WHAT THE TASK REQUIRES:
Transcribe exactly every line from the one containing "Where can the fingers" down to the final line of the listing below, including both, and leave out the rest.

RECORD SET:
★ ★ ★ ★ ★
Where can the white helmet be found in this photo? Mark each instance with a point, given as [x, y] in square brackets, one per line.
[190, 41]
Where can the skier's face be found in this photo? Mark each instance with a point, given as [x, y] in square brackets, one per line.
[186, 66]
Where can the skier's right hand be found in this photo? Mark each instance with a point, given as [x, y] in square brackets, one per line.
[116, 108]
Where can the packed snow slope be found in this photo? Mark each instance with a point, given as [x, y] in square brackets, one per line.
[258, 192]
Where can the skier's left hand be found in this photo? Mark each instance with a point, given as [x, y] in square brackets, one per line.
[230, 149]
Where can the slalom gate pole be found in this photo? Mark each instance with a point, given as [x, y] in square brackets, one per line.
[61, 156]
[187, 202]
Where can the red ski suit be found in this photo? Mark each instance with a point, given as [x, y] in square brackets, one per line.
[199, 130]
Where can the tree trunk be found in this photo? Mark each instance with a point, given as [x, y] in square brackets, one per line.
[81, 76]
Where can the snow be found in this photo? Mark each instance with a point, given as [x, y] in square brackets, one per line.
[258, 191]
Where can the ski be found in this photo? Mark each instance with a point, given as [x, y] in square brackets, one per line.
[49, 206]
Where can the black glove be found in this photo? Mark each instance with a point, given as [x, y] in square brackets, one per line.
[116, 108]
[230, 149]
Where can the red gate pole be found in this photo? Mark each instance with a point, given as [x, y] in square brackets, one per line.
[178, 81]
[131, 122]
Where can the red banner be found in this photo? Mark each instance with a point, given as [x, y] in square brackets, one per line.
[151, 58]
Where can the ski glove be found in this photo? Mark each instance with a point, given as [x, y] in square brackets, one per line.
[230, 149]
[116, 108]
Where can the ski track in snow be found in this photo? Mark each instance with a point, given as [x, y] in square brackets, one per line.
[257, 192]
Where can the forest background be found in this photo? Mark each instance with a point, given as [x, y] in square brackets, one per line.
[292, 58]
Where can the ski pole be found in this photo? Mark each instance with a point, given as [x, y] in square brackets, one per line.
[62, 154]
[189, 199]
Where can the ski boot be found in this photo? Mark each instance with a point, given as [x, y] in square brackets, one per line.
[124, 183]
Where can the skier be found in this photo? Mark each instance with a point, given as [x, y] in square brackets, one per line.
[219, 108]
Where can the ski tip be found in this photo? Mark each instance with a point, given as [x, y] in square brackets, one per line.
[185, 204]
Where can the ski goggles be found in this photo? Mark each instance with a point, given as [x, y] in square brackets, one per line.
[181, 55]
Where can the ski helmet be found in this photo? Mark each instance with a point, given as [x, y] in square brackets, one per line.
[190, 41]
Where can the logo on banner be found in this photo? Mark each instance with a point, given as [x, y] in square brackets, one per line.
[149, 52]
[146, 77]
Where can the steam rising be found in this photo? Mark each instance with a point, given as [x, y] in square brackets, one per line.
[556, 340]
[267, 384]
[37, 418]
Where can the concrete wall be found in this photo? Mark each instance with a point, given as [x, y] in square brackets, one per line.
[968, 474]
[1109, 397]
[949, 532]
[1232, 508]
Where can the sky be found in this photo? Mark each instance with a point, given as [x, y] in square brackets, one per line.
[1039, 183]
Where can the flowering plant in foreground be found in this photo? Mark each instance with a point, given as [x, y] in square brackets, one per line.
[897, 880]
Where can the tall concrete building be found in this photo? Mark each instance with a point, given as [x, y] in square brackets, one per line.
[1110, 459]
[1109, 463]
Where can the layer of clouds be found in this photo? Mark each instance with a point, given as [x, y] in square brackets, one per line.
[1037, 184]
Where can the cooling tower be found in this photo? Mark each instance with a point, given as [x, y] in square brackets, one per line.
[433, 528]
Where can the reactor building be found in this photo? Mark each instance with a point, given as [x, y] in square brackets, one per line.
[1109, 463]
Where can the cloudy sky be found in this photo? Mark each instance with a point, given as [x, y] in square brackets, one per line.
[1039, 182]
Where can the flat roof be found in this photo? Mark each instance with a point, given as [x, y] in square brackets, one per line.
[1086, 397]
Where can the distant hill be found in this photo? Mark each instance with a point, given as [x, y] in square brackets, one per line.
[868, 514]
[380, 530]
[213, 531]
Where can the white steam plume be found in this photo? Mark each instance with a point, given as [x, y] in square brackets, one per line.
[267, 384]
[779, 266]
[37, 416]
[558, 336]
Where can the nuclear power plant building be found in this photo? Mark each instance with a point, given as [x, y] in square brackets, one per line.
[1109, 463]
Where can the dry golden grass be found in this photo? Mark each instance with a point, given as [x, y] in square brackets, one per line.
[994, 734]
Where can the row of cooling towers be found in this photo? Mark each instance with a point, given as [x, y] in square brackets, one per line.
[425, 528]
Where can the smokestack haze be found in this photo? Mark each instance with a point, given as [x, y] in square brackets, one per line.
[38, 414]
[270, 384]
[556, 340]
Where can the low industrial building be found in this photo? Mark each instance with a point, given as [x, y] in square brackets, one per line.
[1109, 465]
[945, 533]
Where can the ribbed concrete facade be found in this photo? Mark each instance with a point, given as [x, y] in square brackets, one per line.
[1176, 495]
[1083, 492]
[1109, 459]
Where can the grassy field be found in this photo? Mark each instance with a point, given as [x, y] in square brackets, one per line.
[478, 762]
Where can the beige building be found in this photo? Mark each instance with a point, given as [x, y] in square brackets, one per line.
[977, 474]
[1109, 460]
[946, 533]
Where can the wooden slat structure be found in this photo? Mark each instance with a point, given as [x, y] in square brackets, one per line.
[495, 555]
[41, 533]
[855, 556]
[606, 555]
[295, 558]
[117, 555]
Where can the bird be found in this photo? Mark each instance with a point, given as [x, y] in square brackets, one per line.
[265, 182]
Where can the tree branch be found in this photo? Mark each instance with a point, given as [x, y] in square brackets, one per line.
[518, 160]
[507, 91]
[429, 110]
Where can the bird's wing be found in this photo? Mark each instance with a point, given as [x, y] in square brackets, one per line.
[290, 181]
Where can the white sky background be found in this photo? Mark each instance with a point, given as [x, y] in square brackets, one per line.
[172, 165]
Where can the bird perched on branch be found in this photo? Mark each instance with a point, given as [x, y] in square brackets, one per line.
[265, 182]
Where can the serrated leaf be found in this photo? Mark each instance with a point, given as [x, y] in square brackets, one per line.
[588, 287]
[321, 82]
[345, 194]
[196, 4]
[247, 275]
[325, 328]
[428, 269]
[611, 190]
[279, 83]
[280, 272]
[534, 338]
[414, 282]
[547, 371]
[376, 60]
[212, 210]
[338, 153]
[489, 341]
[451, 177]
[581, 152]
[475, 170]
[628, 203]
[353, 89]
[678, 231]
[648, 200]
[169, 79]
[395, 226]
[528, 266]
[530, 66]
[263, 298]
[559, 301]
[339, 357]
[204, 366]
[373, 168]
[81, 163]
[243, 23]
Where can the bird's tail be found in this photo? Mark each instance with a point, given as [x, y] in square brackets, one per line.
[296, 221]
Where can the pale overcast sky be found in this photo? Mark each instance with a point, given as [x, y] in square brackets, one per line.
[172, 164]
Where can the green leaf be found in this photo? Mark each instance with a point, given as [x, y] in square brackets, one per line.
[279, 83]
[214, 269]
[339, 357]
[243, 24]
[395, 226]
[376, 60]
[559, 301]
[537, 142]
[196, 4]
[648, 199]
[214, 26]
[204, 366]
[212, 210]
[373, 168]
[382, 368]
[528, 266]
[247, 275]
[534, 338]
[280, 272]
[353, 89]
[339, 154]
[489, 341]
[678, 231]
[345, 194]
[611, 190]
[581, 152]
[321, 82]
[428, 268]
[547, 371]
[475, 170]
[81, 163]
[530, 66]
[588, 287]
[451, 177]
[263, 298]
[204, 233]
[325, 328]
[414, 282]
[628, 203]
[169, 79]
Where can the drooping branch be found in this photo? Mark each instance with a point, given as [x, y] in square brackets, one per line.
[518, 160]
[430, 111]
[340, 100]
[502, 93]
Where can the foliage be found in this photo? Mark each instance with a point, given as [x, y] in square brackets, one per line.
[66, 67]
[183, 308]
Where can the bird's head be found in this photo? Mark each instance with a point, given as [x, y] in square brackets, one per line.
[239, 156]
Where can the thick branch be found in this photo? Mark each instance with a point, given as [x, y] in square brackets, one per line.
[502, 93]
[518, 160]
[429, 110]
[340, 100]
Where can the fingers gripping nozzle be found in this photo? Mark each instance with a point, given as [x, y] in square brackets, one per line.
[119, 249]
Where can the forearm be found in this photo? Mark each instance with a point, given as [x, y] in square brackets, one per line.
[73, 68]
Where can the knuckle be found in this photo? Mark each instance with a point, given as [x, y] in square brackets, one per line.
★ ★ ★ ★ ★
RESPONSE TO THE EXERCISE:
Where can the fingers gripping nozzle be found in this photo? Mark each instance with a point, given as [x, y] in square brackets, one per line.
[119, 249]
Where can the forearm be found in this photo? Mark each instance with a point, given as [x, y] in square brackets, one per line.
[73, 68]
Where can the knuckle be found in this photo? Mark each instance with a point, given as [x, y] in square brackets, one per line.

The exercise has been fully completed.